## [Items from a dataset]
- Opening Delimiter -

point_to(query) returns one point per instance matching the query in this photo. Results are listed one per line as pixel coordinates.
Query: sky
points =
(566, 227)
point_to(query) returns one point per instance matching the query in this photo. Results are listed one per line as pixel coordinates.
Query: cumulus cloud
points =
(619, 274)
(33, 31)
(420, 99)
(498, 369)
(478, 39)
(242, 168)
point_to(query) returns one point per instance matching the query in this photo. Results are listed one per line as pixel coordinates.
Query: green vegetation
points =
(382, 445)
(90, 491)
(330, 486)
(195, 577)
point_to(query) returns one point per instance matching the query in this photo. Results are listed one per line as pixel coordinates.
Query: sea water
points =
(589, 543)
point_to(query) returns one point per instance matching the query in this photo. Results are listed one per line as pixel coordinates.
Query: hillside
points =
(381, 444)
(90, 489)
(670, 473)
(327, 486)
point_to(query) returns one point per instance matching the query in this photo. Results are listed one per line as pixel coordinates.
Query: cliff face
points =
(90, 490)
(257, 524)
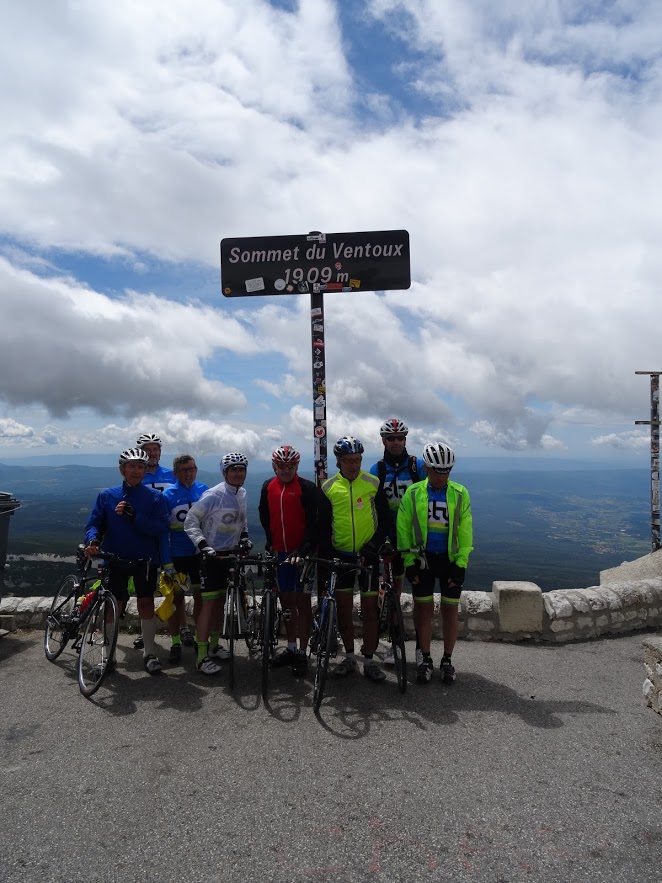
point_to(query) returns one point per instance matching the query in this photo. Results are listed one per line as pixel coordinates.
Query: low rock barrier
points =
(512, 611)
(653, 665)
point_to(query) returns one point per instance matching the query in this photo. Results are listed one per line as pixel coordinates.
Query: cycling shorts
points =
(145, 579)
(438, 569)
(347, 579)
(214, 574)
(288, 576)
(190, 565)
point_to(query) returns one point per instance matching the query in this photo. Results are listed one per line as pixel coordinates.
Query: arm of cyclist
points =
(193, 524)
(94, 527)
(263, 511)
(405, 532)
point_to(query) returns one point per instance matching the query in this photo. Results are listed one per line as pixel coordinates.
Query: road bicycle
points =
(391, 623)
(324, 640)
(239, 600)
(263, 619)
(86, 612)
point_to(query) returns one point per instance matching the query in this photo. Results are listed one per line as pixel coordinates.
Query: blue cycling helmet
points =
(347, 445)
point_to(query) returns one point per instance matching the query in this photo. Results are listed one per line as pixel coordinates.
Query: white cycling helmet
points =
(439, 456)
(134, 454)
(286, 455)
(347, 445)
(392, 426)
(233, 459)
(148, 438)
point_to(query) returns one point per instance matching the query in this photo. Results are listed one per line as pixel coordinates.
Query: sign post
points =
(654, 424)
(314, 264)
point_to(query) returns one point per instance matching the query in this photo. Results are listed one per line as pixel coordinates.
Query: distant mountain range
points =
(557, 527)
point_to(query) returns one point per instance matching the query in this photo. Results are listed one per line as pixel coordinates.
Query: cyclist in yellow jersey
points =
(354, 518)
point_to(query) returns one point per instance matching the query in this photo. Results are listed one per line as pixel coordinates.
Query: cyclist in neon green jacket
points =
(354, 520)
(435, 516)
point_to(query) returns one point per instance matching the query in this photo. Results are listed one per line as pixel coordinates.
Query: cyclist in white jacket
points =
(216, 525)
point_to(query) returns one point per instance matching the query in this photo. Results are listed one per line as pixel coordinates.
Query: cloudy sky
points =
(518, 142)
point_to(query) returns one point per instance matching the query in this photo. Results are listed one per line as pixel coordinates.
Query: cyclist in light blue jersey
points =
(156, 476)
(178, 554)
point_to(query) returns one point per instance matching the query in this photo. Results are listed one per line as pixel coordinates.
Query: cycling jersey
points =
(396, 475)
(356, 512)
(160, 479)
(414, 516)
(288, 513)
(218, 518)
(130, 539)
(179, 500)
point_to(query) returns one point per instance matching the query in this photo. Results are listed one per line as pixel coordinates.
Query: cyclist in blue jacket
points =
(156, 476)
(178, 554)
(129, 521)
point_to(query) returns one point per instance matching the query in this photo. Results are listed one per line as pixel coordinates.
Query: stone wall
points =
(512, 611)
(653, 665)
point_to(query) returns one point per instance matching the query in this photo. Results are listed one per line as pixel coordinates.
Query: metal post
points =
(319, 385)
(654, 424)
(8, 505)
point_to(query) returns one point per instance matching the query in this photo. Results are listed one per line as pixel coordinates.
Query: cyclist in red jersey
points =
(288, 513)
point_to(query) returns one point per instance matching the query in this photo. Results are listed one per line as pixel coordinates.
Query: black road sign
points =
(315, 263)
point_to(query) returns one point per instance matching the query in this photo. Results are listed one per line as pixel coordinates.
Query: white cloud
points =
(528, 193)
(634, 440)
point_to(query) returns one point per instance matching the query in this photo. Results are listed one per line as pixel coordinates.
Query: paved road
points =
(539, 763)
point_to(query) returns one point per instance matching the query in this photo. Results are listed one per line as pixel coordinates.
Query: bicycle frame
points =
(92, 628)
(324, 642)
(262, 638)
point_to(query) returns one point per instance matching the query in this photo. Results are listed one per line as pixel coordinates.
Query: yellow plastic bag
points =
(167, 607)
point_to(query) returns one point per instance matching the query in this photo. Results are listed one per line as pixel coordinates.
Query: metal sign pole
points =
(654, 424)
(319, 386)
(376, 260)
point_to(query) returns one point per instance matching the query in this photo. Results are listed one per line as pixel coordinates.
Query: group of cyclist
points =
(165, 519)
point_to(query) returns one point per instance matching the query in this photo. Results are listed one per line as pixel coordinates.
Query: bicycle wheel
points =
(233, 623)
(396, 629)
(267, 639)
(98, 643)
(327, 627)
(59, 622)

- Closing Delimiter -

## [Task description]
If a line of the data contains the string "bicycle", count it; then give the total alone.

## [Solved exercise]
3